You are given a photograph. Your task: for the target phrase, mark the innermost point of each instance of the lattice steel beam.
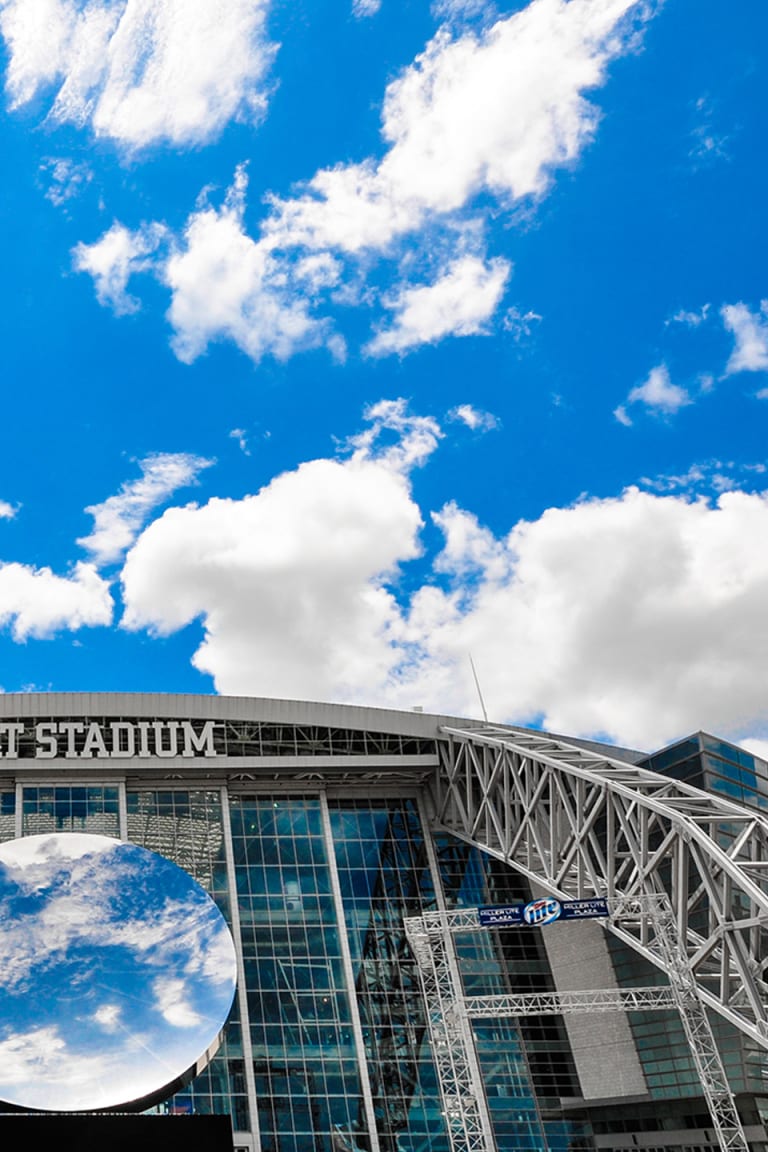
(579, 824)
(559, 1003)
(449, 1013)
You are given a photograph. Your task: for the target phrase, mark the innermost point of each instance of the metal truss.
(557, 1003)
(449, 1014)
(579, 824)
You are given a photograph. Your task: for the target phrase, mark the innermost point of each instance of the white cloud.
(639, 618)
(141, 72)
(658, 394)
(751, 338)
(227, 286)
(36, 601)
(521, 324)
(458, 303)
(108, 1017)
(113, 259)
(119, 520)
(473, 417)
(708, 476)
(278, 574)
(172, 999)
(687, 318)
(489, 113)
(66, 179)
(495, 112)
(241, 437)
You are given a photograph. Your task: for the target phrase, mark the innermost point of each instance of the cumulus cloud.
(119, 520)
(658, 394)
(172, 998)
(365, 7)
(492, 113)
(473, 417)
(638, 616)
(458, 303)
(66, 179)
(689, 318)
(139, 72)
(227, 286)
(35, 601)
(276, 574)
(750, 333)
(113, 259)
(495, 112)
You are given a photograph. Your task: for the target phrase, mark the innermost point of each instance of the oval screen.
(116, 975)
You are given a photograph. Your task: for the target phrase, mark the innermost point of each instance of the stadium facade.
(319, 828)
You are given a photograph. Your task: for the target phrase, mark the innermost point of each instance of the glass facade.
(326, 1047)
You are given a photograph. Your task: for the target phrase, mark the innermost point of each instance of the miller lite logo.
(541, 911)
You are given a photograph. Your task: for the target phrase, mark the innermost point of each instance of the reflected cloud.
(124, 962)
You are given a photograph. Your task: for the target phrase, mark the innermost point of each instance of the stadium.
(350, 849)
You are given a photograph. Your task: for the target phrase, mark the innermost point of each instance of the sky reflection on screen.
(116, 972)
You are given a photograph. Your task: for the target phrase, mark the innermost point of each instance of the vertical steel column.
(696, 1023)
(349, 976)
(242, 995)
(458, 1074)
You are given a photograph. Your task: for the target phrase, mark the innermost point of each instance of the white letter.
(118, 728)
(70, 728)
(12, 730)
(143, 740)
(44, 735)
(93, 741)
(202, 743)
(170, 727)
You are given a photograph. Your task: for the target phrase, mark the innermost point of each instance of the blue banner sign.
(542, 911)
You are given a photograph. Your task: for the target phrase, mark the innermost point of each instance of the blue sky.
(128, 961)
(343, 342)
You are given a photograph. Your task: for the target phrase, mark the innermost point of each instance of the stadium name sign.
(118, 740)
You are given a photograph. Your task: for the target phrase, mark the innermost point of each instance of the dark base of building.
(116, 1131)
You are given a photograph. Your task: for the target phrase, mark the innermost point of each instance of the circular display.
(116, 974)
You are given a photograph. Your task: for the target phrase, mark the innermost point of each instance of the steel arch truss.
(580, 825)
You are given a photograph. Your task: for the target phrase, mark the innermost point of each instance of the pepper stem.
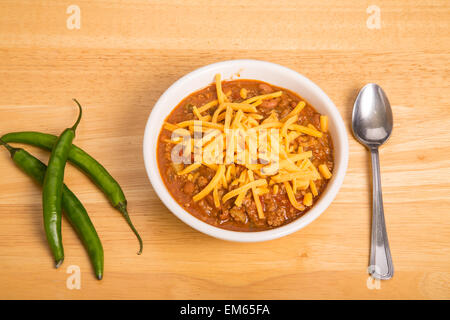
(74, 127)
(11, 150)
(123, 210)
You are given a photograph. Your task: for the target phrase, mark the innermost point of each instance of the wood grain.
(123, 58)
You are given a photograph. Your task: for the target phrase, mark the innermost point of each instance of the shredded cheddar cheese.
(251, 165)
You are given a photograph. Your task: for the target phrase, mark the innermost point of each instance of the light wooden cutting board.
(123, 57)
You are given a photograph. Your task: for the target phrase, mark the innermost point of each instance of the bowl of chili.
(241, 202)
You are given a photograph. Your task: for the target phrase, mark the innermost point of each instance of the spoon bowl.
(372, 120)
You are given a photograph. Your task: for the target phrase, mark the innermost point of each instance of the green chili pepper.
(72, 207)
(91, 167)
(52, 190)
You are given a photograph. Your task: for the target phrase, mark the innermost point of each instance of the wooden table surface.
(123, 57)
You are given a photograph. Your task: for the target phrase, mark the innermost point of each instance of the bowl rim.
(151, 163)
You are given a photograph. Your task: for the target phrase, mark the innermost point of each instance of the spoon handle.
(381, 266)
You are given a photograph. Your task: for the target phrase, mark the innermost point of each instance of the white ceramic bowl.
(246, 69)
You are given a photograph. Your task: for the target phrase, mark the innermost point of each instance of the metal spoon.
(372, 125)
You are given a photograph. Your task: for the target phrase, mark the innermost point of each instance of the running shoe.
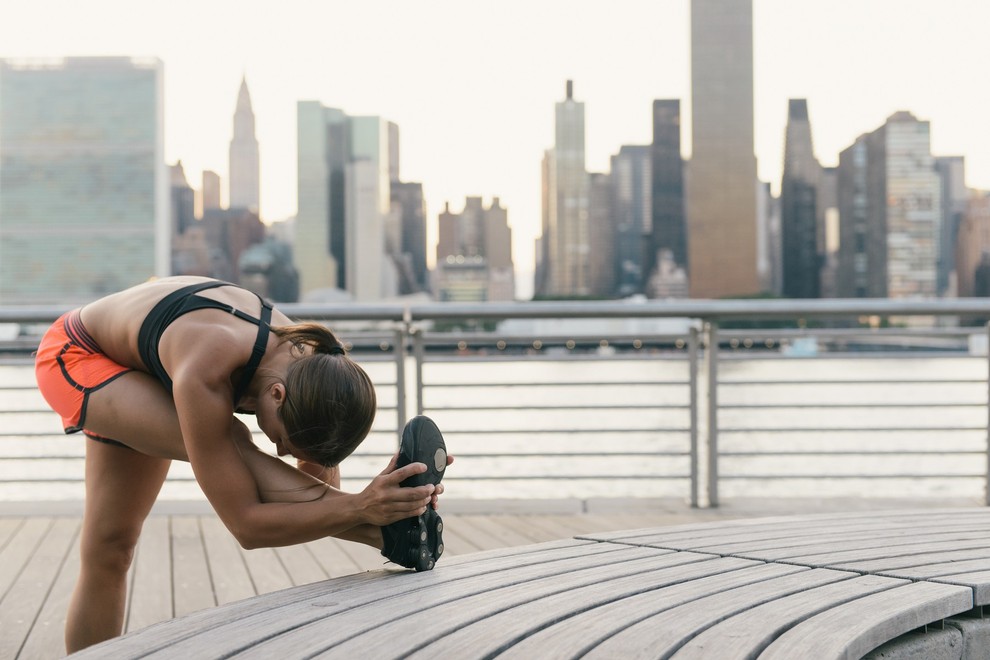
(417, 542)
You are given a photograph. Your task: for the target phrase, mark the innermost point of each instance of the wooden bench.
(823, 586)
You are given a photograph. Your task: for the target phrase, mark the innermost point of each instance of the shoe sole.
(421, 442)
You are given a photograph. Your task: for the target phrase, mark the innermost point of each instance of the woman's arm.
(211, 434)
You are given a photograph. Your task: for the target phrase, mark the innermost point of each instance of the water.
(905, 426)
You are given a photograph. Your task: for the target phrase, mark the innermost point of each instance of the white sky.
(472, 84)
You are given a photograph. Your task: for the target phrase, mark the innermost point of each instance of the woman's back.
(115, 321)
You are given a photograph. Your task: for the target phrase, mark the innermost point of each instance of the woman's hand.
(384, 501)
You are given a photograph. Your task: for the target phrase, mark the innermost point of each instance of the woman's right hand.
(384, 501)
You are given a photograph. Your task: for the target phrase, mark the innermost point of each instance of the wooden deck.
(187, 562)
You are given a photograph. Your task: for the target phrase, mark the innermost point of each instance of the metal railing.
(698, 410)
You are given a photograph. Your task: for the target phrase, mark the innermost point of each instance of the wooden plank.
(844, 554)
(575, 635)
(434, 612)
(231, 581)
(662, 633)
(935, 568)
(266, 570)
(691, 535)
(151, 582)
(15, 556)
(499, 626)
(300, 564)
(332, 557)
(264, 617)
(485, 533)
(26, 596)
(885, 564)
(8, 528)
(191, 573)
(821, 536)
(745, 635)
(47, 637)
(978, 581)
(856, 628)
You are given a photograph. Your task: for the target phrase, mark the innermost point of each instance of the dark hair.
(330, 401)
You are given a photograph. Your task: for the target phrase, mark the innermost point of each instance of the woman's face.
(271, 424)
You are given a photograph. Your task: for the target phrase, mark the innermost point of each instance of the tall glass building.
(890, 208)
(722, 181)
(344, 198)
(84, 190)
(569, 244)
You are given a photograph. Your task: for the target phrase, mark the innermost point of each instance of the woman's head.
(330, 402)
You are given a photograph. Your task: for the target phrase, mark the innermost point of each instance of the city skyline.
(473, 88)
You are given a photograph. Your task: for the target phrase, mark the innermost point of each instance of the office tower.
(667, 194)
(244, 164)
(541, 249)
(474, 253)
(344, 200)
(183, 201)
(955, 196)
(721, 182)
(802, 229)
(84, 189)
(409, 207)
(602, 234)
(890, 209)
(568, 246)
(631, 218)
(973, 247)
(767, 237)
(209, 195)
(828, 204)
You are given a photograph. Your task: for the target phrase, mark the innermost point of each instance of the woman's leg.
(121, 410)
(121, 486)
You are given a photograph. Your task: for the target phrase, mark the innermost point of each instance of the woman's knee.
(110, 545)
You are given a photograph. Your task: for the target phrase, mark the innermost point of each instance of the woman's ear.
(277, 392)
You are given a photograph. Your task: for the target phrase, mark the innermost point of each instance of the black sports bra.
(184, 300)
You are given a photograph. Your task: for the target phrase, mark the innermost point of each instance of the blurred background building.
(84, 190)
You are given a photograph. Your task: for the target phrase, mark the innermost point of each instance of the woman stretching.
(154, 373)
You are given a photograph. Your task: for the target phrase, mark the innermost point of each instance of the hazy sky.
(472, 84)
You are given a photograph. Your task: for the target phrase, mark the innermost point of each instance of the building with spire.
(802, 221)
(722, 180)
(84, 188)
(568, 248)
(474, 253)
(244, 179)
(890, 212)
(669, 227)
(344, 238)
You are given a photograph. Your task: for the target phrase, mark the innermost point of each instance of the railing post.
(400, 378)
(712, 356)
(693, 391)
(986, 484)
(418, 352)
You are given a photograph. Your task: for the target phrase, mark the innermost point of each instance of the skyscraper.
(244, 165)
(84, 189)
(568, 244)
(667, 181)
(801, 222)
(209, 196)
(721, 185)
(409, 207)
(344, 199)
(890, 212)
(474, 253)
(631, 218)
(955, 196)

### EXERCISE DIRECTIONS
From the line containing "black sports bra." down to the final line of the data, write out every line exactly; both the first and last of these belong in your answer, and nothing else does.

### FULL RESPONSE
You are given a photograph. Your task: for the target phrase, mark the innermost point of each instance of the black sports bra.
(184, 300)
You are given a photograph. Your task: for the target phrase, mark the innermost point of each instance of the blurred background building.
(84, 190)
You are given a photograph. Your task: for the target phrase, mark the innermost point of each instance of the woman stretching.
(154, 373)
You are given a photograph. Your task: for the target phrase, mark the innermost point of each instance of the hazy sky.
(472, 84)
You are given a photograph. Your task: for the target phrase, mark the innermost point of each instance of the building with spire.
(802, 221)
(722, 180)
(84, 188)
(568, 248)
(474, 253)
(244, 179)
(890, 212)
(669, 227)
(344, 238)
You are given a photograph. Your task: for the target phrase, mark the innermost point of each instance of the railing post.
(400, 378)
(712, 356)
(693, 391)
(986, 484)
(418, 352)
You are given a photograph. Your task: for the target phrase, mark the innermost point of each instance of the skyscraper.
(244, 165)
(84, 189)
(568, 244)
(667, 181)
(801, 222)
(209, 196)
(721, 185)
(409, 207)
(344, 199)
(890, 212)
(474, 253)
(631, 218)
(955, 196)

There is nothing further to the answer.